--- Begin ---
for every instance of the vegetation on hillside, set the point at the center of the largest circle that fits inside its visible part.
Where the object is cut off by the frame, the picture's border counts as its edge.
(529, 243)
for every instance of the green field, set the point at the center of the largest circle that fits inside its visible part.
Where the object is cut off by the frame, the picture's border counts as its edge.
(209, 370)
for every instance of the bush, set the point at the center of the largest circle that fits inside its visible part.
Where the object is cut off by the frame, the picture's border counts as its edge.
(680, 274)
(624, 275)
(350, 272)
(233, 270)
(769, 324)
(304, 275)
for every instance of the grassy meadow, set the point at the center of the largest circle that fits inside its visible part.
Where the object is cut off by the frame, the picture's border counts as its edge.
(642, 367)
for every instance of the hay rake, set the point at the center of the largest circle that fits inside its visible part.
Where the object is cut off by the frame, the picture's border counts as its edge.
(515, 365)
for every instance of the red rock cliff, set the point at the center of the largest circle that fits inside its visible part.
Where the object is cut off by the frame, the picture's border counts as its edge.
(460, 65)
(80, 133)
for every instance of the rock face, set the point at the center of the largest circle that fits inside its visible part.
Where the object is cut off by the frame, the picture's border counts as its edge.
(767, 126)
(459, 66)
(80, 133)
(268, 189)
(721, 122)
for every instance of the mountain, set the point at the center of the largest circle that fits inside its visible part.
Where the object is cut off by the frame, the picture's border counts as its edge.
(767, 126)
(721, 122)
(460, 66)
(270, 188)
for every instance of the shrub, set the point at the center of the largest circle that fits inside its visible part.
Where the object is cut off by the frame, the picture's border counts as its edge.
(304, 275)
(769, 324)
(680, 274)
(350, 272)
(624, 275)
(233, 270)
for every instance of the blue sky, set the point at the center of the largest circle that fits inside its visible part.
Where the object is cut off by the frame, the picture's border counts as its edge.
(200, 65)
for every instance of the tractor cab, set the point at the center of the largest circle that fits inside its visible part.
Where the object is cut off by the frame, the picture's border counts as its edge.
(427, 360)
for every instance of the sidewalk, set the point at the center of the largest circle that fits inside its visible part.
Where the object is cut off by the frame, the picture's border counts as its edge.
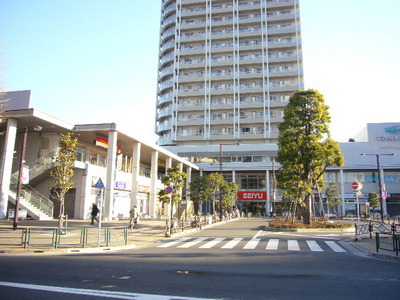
(368, 246)
(146, 232)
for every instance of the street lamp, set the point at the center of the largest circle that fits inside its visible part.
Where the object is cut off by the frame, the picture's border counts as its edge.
(20, 175)
(379, 176)
(220, 171)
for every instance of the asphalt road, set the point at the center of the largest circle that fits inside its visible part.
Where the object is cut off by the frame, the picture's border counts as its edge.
(237, 260)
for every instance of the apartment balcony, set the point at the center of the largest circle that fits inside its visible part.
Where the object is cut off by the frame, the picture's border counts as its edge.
(249, 90)
(190, 137)
(185, 66)
(164, 113)
(165, 85)
(251, 61)
(283, 30)
(251, 135)
(248, 119)
(194, 51)
(222, 121)
(284, 59)
(288, 88)
(255, 104)
(164, 99)
(168, 45)
(192, 38)
(169, 9)
(195, 25)
(278, 103)
(169, 58)
(282, 45)
(221, 136)
(250, 75)
(184, 79)
(164, 127)
(190, 122)
(189, 93)
(293, 73)
(222, 49)
(186, 13)
(281, 17)
(168, 71)
(191, 108)
(221, 10)
(280, 3)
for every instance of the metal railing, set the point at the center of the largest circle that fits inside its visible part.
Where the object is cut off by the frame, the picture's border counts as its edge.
(195, 222)
(389, 242)
(64, 237)
(377, 227)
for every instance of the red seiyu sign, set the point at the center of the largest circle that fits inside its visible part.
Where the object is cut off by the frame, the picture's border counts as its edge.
(252, 196)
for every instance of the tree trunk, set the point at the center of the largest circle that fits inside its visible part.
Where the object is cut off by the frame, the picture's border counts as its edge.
(61, 215)
(307, 214)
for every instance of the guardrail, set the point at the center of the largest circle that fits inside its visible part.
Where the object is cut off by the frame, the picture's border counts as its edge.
(181, 225)
(391, 242)
(377, 227)
(65, 237)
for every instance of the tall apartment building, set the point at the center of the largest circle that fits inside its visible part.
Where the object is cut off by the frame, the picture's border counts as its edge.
(226, 70)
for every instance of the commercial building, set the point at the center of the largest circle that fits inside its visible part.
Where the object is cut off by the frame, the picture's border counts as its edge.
(226, 70)
(130, 169)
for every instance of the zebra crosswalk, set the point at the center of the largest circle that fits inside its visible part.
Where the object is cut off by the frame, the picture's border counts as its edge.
(272, 244)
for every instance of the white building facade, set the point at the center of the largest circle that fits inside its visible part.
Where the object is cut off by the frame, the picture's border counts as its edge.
(130, 169)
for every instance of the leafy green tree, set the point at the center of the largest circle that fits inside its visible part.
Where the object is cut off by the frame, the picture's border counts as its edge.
(174, 178)
(305, 149)
(332, 196)
(373, 200)
(214, 182)
(228, 195)
(198, 188)
(62, 171)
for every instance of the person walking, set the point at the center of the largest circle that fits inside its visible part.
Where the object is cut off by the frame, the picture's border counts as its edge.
(133, 217)
(95, 211)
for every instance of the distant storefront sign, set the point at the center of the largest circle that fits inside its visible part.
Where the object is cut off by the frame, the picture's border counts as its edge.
(252, 196)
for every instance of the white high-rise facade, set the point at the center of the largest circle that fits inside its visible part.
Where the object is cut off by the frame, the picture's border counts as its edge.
(226, 70)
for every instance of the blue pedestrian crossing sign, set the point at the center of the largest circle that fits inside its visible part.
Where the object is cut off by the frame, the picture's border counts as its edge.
(99, 184)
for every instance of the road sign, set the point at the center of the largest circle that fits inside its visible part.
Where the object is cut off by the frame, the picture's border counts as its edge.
(99, 184)
(356, 185)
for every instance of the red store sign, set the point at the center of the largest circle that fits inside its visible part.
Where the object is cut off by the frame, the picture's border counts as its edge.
(252, 196)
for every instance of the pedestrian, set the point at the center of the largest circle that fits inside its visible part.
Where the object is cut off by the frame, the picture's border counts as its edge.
(133, 217)
(95, 211)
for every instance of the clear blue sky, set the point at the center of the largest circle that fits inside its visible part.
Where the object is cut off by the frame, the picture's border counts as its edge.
(90, 61)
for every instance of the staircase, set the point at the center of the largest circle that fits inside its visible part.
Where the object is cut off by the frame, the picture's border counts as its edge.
(39, 207)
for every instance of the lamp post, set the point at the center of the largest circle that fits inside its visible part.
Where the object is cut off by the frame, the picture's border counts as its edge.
(273, 186)
(20, 175)
(380, 178)
(220, 171)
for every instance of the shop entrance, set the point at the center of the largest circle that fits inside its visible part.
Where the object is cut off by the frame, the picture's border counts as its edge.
(253, 207)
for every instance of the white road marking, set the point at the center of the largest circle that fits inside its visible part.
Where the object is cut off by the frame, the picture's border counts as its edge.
(293, 245)
(212, 243)
(192, 243)
(314, 246)
(231, 243)
(335, 247)
(272, 244)
(95, 293)
(252, 244)
(169, 244)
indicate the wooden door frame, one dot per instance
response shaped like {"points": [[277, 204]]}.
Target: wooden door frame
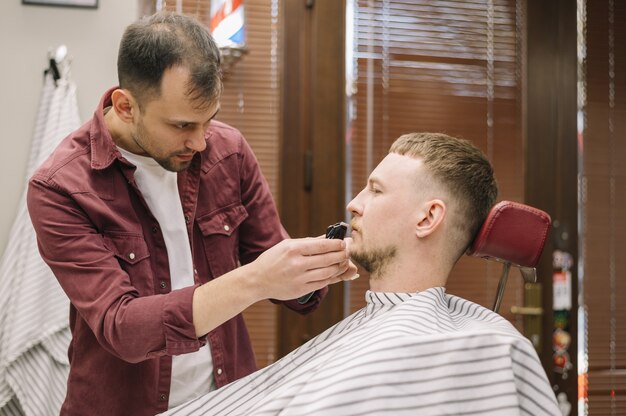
{"points": [[552, 157], [312, 185]]}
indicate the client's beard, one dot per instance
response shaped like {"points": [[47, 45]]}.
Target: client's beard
{"points": [[374, 261]]}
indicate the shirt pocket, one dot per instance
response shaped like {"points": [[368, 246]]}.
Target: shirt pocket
{"points": [[131, 252], [220, 235]]}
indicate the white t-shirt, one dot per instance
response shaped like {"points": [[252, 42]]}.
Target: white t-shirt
{"points": [[192, 374]]}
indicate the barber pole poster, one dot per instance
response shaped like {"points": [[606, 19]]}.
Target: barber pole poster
{"points": [[227, 22]]}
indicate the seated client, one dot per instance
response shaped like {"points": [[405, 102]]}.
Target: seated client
{"points": [[413, 349]]}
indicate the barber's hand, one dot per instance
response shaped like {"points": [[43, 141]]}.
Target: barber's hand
{"points": [[295, 267]]}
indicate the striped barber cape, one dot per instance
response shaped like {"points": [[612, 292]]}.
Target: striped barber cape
{"points": [[420, 354]]}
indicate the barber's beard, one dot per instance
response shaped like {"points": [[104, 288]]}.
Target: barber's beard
{"points": [[140, 137], [374, 261]]}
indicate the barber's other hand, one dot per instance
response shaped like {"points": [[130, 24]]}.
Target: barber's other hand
{"points": [[295, 267]]}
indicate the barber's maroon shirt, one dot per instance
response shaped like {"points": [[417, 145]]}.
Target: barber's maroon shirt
{"points": [[107, 251]]}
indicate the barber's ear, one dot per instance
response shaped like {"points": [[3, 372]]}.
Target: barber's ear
{"points": [[123, 105], [431, 216]]}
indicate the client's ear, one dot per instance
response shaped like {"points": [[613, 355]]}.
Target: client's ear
{"points": [[430, 218], [123, 104]]}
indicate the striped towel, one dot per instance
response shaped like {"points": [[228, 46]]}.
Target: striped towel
{"points": [[34, 331], [403, 354]]}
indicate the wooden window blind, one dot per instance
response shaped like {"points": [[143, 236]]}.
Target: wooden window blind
{"points": [[603, 205], [251, 103], [445, 66]]}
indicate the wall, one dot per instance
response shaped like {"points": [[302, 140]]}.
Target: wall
{"points": [[26, 34]]}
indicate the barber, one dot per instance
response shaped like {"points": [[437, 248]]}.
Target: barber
{"points": [[145, 214]]}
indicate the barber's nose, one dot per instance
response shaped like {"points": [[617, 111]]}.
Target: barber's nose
{"points": [[197, 141]]}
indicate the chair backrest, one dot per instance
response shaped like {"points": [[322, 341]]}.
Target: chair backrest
{"points": [[514, 234]]}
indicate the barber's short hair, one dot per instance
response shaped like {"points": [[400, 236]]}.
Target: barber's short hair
{"points": [[464, 171], [164, 40]]}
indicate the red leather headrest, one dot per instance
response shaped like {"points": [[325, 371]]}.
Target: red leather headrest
{"points": [[513, 233]]}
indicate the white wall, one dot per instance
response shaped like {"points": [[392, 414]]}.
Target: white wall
{"points": [[26, 34]]}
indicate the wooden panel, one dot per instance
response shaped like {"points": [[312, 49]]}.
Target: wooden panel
{"points": [[603, 205]]}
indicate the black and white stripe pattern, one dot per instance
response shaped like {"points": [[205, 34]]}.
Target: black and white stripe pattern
{"points": [[34, 325], [427, 353]]}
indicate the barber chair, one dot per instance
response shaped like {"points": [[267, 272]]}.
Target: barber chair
{"points": [[513, 234]]}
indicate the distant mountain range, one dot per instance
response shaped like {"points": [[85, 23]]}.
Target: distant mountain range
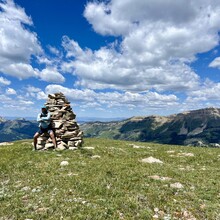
{"points": [[198, 127], [18, 129]]}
--- End ---
* **TASK REQUIREMENTS**
In the data above, find the line containing "indicate the barber's nose, one"; from there, please write out each line through the end, exactly, with the pictures omitted.

* **WRITTEN SOLUTION**
indicate the barber's nose, one dot per instance
response shaped like {"points": [[617, 111]]}.
Target: barber's nose
{"points": [[197, 141]]}
indicate the chair backrest, one dot per instance
response shaped like {"points": [[322, 341]]}.
Target: chair backrest
{"points": [[514, 234]]}
indicate the barber's short hair, one dot per instance
response shaped like {"points": [[400, 236]]}.
Target: barber's short hair
{"points": [[464, 171], [164, 40]]}
indicate the red leather headrest, one dot per instance
response shaped like {"points": [[325, 371]]}.
Target: red leather headrest
{"points": [[513, 233]]}
indicate the white wall, one dot per instance
response shaped like {"points": [[392, 414]]}.
Target: white wall
{"points": [[26, 34]]}
indicate the wooden panel, one dot per instance
response shaped like {"points": [[312, 49]]}.
Target: wooden panel
{"points": [[603, 205]]}
indicate the black and white stripe pattern, one dot per instance
response shaped like {"points": [[205, 34]]}.
Target: black and white stripe pattern
{"points": [[34, 325], [427, 353]]}
indicate the barber chair, one dot per instance
response shaped like {"points": [[267, 272]]}.
Target: barber chair
{"points": [[513, 234]]}
indicate the distant mountain range, one dot per instance
response shaped like {"points": [[85, 23]]}.
Target: distant mountain range
{"points": [[198, 127], [18, 129]]}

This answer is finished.